**EXCERPT**.
Teen could be country's next singing sensation

This article appeared in the Tampa Tribune on July 27, 2003. The photo was taken from Jenna's website.

By CARL ORTH

NEW PORT RICHEY - When Jenna Thomas was 6, she would tell her dad, Mike, that he could be the drummer in her band when she became a famous singer.

Everybody got a big laugh out of that, but they're not laughing anymore.

The 17-year-old just signed a one-year development contract with Nashville producer Robert Metzgar, who has worked with such top country talents as Alan Jackson and Garth Brooks.

Thomas will travel in September with her parents, Mike and Mary Lou, to Nashville to record 10 songs that could be released on a major label next year. She then might begin touring, with her dad on the drums in the road band.

``I've been working for this all my life,'' Thomas said. ``I wasn't expecting it this fast.''

She will have to juggle about three months of studio time with classes at Gulf High School during her senior year.

Fan clubs for the budding star already are popping up. Details are on her Web site www.jennathomas.com

A cousin in Tarpon Springs is creating a ``street team'' site on Yahoo. For local bookings call (727) 845-7418.

Jenna's success doesn't surprise Shawn Bray, owner and operator of Clearwater-based SBray Productions.

**LISTED ENTRIES**.
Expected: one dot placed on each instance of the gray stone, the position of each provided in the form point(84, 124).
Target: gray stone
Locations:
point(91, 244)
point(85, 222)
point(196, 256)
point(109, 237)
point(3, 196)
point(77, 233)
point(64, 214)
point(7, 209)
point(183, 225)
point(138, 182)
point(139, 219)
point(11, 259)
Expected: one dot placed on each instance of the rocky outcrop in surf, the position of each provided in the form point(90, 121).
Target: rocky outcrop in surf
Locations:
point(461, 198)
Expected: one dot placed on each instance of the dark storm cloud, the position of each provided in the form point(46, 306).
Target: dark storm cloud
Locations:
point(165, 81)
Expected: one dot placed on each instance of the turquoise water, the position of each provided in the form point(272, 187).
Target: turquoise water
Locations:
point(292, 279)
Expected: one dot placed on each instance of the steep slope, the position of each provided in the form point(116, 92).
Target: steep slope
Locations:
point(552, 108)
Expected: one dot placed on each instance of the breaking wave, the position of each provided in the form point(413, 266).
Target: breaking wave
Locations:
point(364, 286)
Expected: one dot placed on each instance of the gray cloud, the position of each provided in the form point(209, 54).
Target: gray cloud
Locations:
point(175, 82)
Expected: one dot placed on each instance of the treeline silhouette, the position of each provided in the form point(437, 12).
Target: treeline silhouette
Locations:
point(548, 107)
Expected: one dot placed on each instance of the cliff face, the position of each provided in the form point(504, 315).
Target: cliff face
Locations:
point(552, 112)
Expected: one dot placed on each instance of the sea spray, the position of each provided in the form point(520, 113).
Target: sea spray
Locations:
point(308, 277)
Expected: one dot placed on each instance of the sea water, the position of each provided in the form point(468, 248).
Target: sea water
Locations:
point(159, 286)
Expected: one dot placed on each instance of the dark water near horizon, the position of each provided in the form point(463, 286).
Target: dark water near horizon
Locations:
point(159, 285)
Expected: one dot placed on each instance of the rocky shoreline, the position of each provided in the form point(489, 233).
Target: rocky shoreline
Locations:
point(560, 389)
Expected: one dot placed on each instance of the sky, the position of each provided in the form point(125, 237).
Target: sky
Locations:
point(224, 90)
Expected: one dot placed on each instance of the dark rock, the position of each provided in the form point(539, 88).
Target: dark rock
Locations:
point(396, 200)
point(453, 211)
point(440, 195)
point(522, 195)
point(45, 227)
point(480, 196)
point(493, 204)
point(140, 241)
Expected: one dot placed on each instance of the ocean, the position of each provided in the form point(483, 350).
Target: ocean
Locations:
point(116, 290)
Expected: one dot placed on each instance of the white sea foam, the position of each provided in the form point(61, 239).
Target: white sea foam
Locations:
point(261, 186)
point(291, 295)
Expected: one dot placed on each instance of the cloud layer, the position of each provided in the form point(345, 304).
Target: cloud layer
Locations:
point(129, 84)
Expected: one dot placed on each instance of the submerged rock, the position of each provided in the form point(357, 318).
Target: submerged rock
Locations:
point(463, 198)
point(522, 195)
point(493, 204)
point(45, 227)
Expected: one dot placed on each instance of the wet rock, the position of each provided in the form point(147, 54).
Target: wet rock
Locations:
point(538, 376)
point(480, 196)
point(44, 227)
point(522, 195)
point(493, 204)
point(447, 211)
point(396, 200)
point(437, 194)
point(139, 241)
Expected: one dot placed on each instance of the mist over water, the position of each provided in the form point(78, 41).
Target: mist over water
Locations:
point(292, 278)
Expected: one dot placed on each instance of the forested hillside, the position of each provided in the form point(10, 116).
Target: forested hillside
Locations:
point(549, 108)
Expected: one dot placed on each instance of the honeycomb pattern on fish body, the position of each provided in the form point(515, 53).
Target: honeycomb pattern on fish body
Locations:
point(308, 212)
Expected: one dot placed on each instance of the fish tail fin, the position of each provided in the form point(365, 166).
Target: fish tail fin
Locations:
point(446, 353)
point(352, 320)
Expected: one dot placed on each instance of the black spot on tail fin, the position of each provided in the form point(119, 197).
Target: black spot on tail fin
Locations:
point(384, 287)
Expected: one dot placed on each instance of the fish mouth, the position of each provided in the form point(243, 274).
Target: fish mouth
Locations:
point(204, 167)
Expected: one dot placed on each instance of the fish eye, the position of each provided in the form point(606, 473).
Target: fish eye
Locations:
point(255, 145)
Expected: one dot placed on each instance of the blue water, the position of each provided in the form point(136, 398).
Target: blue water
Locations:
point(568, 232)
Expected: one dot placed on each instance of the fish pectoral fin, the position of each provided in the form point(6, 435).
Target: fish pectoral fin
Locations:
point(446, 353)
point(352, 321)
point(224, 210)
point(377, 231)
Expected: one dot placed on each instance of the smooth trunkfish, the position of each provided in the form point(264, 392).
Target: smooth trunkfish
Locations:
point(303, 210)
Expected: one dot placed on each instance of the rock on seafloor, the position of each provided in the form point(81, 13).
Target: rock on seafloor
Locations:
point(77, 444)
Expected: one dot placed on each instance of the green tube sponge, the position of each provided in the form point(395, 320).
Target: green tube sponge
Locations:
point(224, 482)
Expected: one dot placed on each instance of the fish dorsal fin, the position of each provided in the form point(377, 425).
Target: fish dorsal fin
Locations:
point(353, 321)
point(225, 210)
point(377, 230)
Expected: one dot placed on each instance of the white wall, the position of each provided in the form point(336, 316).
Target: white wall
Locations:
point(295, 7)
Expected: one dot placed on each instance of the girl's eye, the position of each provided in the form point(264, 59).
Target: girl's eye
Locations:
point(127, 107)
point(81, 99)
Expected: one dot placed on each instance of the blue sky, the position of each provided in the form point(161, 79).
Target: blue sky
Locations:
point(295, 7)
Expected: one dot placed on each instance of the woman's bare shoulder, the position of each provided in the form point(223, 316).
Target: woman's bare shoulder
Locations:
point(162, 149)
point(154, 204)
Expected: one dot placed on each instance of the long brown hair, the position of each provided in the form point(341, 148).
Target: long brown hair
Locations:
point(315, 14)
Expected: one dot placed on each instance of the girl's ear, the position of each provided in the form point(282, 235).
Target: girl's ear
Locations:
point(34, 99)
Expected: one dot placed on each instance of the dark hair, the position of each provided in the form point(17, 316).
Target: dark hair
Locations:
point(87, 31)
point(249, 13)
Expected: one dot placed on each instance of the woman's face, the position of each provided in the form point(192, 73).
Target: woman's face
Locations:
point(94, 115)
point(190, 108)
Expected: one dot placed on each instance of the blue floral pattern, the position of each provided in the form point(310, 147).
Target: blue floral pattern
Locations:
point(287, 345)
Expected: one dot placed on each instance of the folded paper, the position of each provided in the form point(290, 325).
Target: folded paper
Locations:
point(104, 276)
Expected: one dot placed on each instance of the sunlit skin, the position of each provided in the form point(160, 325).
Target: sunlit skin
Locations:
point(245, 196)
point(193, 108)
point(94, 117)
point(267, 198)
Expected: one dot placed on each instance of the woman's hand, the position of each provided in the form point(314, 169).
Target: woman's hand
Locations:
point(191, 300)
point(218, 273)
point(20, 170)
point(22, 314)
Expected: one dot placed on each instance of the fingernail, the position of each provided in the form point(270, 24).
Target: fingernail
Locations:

**YOUR GOAL**.
Carry on the article about Jenna Thomas, the teen country singer, starting after its last sentence. The lines are separate material with no connection to the article.

**EXERCISE ANSWER**.
``She was definitely tops on my list,'' he said of people who auditioned for the first Chasco Fiesta Talent Search in March. ``My jaw literally hit the floor'' when she sang.

Despite her diminutive frame of 5-foot-3 and 97 or so pounds, she belts out songs in a style that reminds Bray of country legend Patsy Cline.

Thomas can ride a wave in Nashville that's trying to return country music to its roots, rather than the pop/rock flavoring of more recent years.

Thomas likes to listen to blues singer Etta James and to Jimmy Buffett. She disapproves of using sex appeal to sell CDs, preferring instead to let her music speak for itself.

The musician bug bit Thomas at 2, when she first began standing behind a microphone, mimicking her dad, a professional drummer.

In second grade, she got help from her older sister, Dana, to join a Mittye P. Locke Elementary School chorus usually reserved for fourth- and fifth-graders. Director Henry Fletcher soon made Thomas a soloist.

She began singing the national anthem at home games for Police Athletic League football in New Port Richey and the PAL ``super bowl'' at East Lake High School.

By eighth grade, she was singing the national anthem for Veterans Day ceremonies at the American Legion in Hudson, and has been invited back each year to perform.

In 2001, she sang at a Tampa Bay Devil Rays game.

She also performed at the first anniversary observance in New Port Richey of the Sept. 11 attacks. She was the featured vocalist during the Vietnam Wall Experience at North Meadowlawn Funeral Home and cemetery in New Port Richey.

One of her songs from that appearance, ``A Soldier's Story,'' was distributed locally. The stirring lyrics came from a poem written by her Uncle Tom, as he lay wounded in a foxhole in Vietnam, convinced he would not make it home.

Thomas now is busy writing and recording material with her father. If she reaps fame and fortune, she has promised to buy a house for her parents and a car for her sister.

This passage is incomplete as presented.